A single number is the expected answer: the count of lines in the records below that contain "target".

──────

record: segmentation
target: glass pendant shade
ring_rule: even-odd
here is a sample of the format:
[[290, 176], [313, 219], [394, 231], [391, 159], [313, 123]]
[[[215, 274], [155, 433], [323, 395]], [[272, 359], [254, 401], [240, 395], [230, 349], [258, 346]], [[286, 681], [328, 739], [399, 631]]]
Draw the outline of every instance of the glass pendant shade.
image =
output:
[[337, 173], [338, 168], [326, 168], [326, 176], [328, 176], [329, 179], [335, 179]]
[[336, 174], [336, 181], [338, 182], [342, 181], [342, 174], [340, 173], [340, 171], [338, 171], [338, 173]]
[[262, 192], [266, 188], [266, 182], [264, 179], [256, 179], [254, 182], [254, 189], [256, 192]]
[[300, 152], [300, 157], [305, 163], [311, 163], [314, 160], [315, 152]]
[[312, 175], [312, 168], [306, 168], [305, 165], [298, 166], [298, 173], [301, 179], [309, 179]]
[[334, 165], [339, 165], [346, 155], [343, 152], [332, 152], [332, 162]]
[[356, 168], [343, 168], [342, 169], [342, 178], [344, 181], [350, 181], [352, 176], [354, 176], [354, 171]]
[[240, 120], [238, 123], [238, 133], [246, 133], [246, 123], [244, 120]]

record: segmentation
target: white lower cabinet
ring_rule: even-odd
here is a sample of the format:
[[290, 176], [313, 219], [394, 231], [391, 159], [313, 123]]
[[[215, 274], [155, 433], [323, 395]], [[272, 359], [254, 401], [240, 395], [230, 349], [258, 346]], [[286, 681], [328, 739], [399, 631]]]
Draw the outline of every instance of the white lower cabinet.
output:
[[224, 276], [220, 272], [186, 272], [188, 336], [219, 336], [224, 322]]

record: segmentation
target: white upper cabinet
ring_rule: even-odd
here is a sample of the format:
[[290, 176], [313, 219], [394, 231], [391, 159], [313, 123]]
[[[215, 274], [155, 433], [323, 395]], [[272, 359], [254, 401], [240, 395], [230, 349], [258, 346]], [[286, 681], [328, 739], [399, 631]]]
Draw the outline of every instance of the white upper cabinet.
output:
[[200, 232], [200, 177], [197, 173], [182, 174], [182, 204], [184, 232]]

──────

Result of the exercise ::
3